Start of Provided records

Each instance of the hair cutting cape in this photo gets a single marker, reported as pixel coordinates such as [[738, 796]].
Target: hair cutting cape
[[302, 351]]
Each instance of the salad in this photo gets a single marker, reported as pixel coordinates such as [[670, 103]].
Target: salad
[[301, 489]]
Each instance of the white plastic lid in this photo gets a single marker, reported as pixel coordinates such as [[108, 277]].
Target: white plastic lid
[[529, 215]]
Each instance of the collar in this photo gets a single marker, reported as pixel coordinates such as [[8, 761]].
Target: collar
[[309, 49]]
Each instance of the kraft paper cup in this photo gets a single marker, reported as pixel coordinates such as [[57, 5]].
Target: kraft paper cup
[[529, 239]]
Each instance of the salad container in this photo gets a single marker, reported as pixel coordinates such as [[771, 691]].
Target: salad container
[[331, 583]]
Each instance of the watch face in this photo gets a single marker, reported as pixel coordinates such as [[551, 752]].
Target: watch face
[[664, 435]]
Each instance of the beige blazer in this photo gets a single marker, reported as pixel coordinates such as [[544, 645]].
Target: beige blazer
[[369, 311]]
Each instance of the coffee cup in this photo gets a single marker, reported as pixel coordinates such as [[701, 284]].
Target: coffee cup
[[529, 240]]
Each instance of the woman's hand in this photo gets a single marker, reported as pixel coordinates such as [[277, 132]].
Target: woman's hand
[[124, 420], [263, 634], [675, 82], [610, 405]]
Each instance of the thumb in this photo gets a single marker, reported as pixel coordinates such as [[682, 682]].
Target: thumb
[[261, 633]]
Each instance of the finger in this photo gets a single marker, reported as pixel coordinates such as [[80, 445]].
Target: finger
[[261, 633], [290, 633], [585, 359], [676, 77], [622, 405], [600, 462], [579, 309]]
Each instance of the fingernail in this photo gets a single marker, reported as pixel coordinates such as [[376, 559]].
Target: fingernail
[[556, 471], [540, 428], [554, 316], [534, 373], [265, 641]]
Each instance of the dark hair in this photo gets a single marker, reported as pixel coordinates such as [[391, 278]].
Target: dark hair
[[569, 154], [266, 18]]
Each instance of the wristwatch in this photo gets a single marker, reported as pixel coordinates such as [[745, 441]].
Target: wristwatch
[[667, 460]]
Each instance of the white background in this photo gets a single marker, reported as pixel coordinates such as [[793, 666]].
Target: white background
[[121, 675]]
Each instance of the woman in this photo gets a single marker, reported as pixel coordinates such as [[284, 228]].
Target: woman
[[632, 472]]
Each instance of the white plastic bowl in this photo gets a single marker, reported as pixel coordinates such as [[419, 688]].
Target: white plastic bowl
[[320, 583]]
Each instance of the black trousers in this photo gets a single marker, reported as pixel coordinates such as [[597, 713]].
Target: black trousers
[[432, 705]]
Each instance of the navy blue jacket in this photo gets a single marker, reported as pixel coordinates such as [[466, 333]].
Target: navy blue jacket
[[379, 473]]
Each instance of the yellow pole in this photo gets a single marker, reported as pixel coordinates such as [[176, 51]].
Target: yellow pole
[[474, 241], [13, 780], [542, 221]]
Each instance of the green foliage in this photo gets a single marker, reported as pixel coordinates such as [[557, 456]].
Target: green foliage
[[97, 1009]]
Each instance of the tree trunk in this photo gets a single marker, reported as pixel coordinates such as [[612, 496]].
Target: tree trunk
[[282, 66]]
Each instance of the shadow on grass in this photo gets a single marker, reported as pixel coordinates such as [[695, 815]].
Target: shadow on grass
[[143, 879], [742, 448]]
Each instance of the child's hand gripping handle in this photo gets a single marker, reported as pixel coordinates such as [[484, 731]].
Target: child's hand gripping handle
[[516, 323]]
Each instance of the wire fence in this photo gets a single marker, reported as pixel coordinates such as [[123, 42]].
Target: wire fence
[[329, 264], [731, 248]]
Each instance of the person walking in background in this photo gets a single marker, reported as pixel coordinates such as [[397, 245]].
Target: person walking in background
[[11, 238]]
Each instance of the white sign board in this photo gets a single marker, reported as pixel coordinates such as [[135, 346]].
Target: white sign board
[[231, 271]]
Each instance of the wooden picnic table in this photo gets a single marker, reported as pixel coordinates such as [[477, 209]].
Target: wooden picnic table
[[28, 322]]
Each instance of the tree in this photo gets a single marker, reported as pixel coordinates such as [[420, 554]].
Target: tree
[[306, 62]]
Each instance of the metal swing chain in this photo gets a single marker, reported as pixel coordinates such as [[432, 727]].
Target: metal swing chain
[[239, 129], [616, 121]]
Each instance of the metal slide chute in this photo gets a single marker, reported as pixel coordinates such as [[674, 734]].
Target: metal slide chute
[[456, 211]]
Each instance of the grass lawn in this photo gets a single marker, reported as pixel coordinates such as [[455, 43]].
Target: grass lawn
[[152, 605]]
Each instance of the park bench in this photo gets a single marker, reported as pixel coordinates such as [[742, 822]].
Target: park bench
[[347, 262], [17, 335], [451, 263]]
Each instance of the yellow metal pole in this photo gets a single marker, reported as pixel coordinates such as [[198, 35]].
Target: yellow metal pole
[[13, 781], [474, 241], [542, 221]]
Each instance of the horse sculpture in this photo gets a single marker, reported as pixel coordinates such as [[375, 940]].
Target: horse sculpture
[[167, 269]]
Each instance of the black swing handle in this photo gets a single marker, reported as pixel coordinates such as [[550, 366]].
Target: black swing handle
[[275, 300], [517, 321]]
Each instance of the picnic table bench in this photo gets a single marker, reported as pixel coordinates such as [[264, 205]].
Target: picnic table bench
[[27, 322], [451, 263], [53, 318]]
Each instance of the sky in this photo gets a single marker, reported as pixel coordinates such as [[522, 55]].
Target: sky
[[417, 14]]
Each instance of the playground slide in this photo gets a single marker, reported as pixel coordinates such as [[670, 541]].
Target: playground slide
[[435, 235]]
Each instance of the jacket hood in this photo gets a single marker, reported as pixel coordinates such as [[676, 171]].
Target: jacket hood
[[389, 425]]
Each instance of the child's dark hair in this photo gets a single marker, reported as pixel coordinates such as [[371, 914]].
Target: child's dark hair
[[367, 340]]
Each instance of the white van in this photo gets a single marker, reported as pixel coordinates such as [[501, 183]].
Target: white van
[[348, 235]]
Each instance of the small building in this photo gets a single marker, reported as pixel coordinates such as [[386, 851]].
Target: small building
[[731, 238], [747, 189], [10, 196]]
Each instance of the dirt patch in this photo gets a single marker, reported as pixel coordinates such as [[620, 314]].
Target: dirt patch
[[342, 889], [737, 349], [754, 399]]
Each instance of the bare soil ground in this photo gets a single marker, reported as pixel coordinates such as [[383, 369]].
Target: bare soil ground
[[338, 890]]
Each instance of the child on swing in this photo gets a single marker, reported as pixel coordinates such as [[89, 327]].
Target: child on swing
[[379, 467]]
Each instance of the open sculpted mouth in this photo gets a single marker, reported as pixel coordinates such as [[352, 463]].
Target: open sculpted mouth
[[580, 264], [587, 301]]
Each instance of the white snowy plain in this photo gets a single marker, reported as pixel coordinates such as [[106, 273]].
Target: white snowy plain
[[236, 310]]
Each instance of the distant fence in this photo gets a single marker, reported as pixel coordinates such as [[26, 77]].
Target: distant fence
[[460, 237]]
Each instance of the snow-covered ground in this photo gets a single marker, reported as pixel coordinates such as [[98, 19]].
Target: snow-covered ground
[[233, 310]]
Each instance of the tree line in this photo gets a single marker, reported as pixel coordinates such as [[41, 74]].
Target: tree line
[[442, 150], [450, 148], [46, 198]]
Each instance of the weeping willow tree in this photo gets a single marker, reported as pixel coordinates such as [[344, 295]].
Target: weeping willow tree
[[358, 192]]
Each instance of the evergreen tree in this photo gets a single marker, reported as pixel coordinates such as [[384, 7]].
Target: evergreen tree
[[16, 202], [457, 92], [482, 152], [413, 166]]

End of Provided records

#### What is required
Your task is to repeat the data exactly, with nothing left out.

#### Result
Each instance of the hair cutting cape in this photo gets a single marker, reported as pixel coordinates such as [[738, 796]].
Target: hair cutting cape
[[302, 351]]
Each instance of the salad in this photo gets a single marker, reported as pixel coordinates such as [[670, 103]].
Target: salad
[[301, 489]]
Each instance of the white plastic lid in this photo gets a single marker, reported as pixel coordinates such as [[108, 277]].
Target: white plastic lid
[[529, 215]]
Each instance of the collar in this photo gets a single marker, reported as pixel coordinates such as [[8, 761]].
Target: collar
[[309, 49]]
Each instance of the kraft paper cup in this photo gets a single marker, reported as pixel coordinates such as [[57, 5]].
Target: kraft paper cup
[[529, 239]]
Each instance of the salad container in this photo gets a single marker, reported as pixel coordinates such as [[771, 691]].
Target: salad container
[[331, 583]]
Each instance of the watch face in this photo gets a single marker, reported as pixel coordinates such as [[551, 752]].
Target: watch face
[[664, 435]]
Each instance of the beige blazer in this photo gets a single marker, reported as pixel coordinates such as [[544, 645]].
Target: beige blazer
[[369, 311]]
Each instance of the coffee cup in this photo gets a single marker, reported as pixel coordinates such as [[701, 284]].
Target: coffee cup
[[529, 240]]
Each instance of the woman's hand in this photo gets a single marker, reported as pixel coordinates such as [[277, 132]].
Target: woman's hand
[[124, 420], [263, 634], [675, 82], [610, 405]]
Each instance of the thumb in this photo gets a single marker, reported as pixel coordinates such as [[682, 682]].
Target: thumb
[[261, 633]]
Each instance of the finger in this photo gets a single marker, reported as pixel coordinates such as [[80, 445]].
Target: finger
[[261, 633], [290, 633], [585, 359], [676, 77], [622, 405], [600, 462], [579, 309]]
Each instance of the fingernail in this photo gets a single marker, reported as pixel coordinates such as [[376, 559]].
Target: fingernail
[[556, 471], [540, 428], [554, 316], [534, 373], [265, 641]]
Each instance of the dark hair in this photo gets a single marker, reported as pixel coordinates such as [[391, 278]].
Target: dark hair
[[569, 154], [266, 18]]
Each instance of the wristwatch in this photo gets a single marker, reported as pixel coordinates such as [[745, 441]].
Target: wristwatch
[[667, 460]]
Each instance of the white background in this photo gets a single marker, reported as pixel coordinates such as [[793, 666]].
Target: white background
[[121, 675]]
Each instance of the woman in this photo gets a single marker, reported as pixel coordinates such as [[284, 228]].
Target: woman
[[632, 472]]
Each instance of the white plastic bowl in this photo gets a single marker, reported as pixel coordinates such as [[419, 688]].
Target: white plastic bowl
[[320, 583]]
Each instance of the black trousers in this photo gets a single marker, reported as pixel coordinates such as [[597, 713]].
Target: black trousers
[[432, 705]]
Each instance of the navy blue jacket in this photo gets a single marker, reported as pixel coordinates such as [[466, 333]].
Target: navy blue jacket
[[379, 473]]
Each instance of the yellow pole in this photo gets a single marker, reported as pixel coordinates such as [[176, 51]].
Target: yellow pole
[[474, 241], [13, 780], [542, 221]]
Each instance of the green foliage in this photo gets a single marker, reported as pixel coordinates such as [[557, 456]].
Target: green foliage
[[97, 1009]]
Each instance of the tree trunk in this photo gets a single marker, reported as pixel coordinates such as [[612, 496]].
Target: tree trunk
[[282, 66]]
Each instance of the shadow on grass in this photo gets a single marker, reported as pixel coordinates such as [[695, 815]].
Target: shadow on grass
[[143, 879], [742, 448]]
Each instance of the child's hand gripping handle in this photo gets a single marker, reported as pixel coordinates such as [[484, 731]].
Target: child's hand gripping handle
[[516, 323]]
Each instance of the wire fence in this photo gets a single marker, reported as pixel coordinates such as [[123, 42]].
Target: wire fence
[[329, 264], [731, 248]]
Each instance of the person walking in background in this photo gets a single marker, reported as pixel coordinates such as [[397, 245]].
Target: person walking in background
[[11, 238]]
Each instance of the white sign board in this photo gets a single marker, reported as pixel coordinates such as [[135, 346]].
Target: white sign board
[[231, 271]]
Each instance of the wooden picnic table in this photo gets a single marker, reported as pixel coordinates such as [[477, 209]].
Target: wooden picnic table
[[28, 322]]
Each instance of the tree in this photo gets a single marker, reported as pixel coordinates such as [[420, 554]].
Target: tree
[[306, 62]]
Each instance of the metal swing chain in this photo gets a single marker, reported as pixel coordinates such as [[432, 727]].
Target: metal swing chain
[[239, 129], [616, 121]]
Each instance of the metal slide chute in this photo gets a single marker, reported as pixel coordinates such as [[674, 734]].
Target: metal slide chute
[[456, 211]]
Each instance of the grass lawn in this photo gets a single marker, reported as pixel coordinates such as [[455, 43]].
Target: grass lawn
[[152, 605]]
Each instance of the park bench in this photo gets a single marker, reported as pixel coordinates such as [[742, 822]].
Target: park bench
[[347, 262], [17, 335], [451, 263]]
Each instance of the yellow metal pole in this photo gets a single marker, reported as pixel coordinates such as [[198, 35]].
Target: yellow metal pole
[[13, 781], [474, 241], [542, 221]]
Each instance of the horse sculpture in this photo gets a single marker, reported as pixel coordinates such as [[375, 940]].
Target: horse sculpture
[[167, 269]]
Each instance of the black swing handle in this photo gets a single marker, reported as pixel coordinates such as [[550, 366]].
Target: black swing handle
[[275, 300], [517, 321]]
Each instance of the picnic table bench in this photo gets a single marker, reported as pixel coordinates such as [[264, 205]].
Target: picnic table bench
[[27, 322], [451, 263], [53, 318]]
Each instance of the sky in this photo gets a single marker, reported as pixel coordinates such as [[522, 55]].
Target: sky
[[417, 14]]
Each instance of the playground slide in this photo gets a single marker, reported as pixel coordinates such as [[670, 541]].
Target: playground slide
[[435, 235]]
Each instance of the jacket hood in this photo gets a single marker, reported as pixel coordinates such as [[676, 171]].
Target: jacket hood
[[389, 425]]
Each instance of the child's dark hair in this photo gets a single marker, reported as pixel coordinates such as [[371, 914]].
Target: child's dark hair
[[367, 340]]
Each instance of the white van in this photo gets a single marker, reported as pixel coordinates such as [[501, 183]].
Target: white van
[[348, 235]]
Each instance of the small building in this photo gets a single marker, reported as pixel coordinates such as [[386, 851]].
Target: small building
[[731, 238], [747, 189], [10, 196]]
Each instance of the dirt patch in this photo gets a single marker, reported as pixel coordinates such as [[620, 314]].
Target: dirt patch
[[342, 889], [737, 349], [754, 399]]
Each instance of the bare soil ground in this photo gets a single marker, reported as pixel coordinates such as [[383, 369]].
Target: bare soil ground
[[338, 890]]
Each instance of the child on swing in this photo gets a single marker, reported as pixel coordinates such as [[89, 327]].
Target: child on swing
[[379, 467]]
Each instance of the open sculpted mouth in this photo gets a single marker, reported as pixel coordinates such as [[352, 463]].
Target: open sculpted mouth
[[580, 264], [587, 301]]
Each instance of the white snowy plain in this photo gets a single marker, reported as pixel coordinates such as [[106, 273]].
Target: white snowy plain
[[236, 310]]
Each instance of the distant fence in this photo gets a single marker, reported as pixel coordinates such as [[26, 77]].
Target: distant fence
[[460, 237]]
Each instance of the snow-covered ground in this photo gets a single marker, reported as pixel coordinates such as [[98, 19]].
Target: snow-covered ground
[[233, 310]]
Each instance of the tree line in this photo gets a single marker, reported as pixel coordinates such as [[41, 74]].
Target: tree line
[[442, 150], [450, 148], [46, 198]]
Each instance of the weeping willow tree in this photo gets a single marker, reported as pixel coordinates such as [[344, 295]].
Target: weeping willow tree
[[358, 192]]
Each instance of the evergreen tree in this photo gets a single marker, reported as pixel coordinates such as [[384, 7]].
Target: evergreen tree
[[16, 202], [457, 92], [482, 152], [413, 166]]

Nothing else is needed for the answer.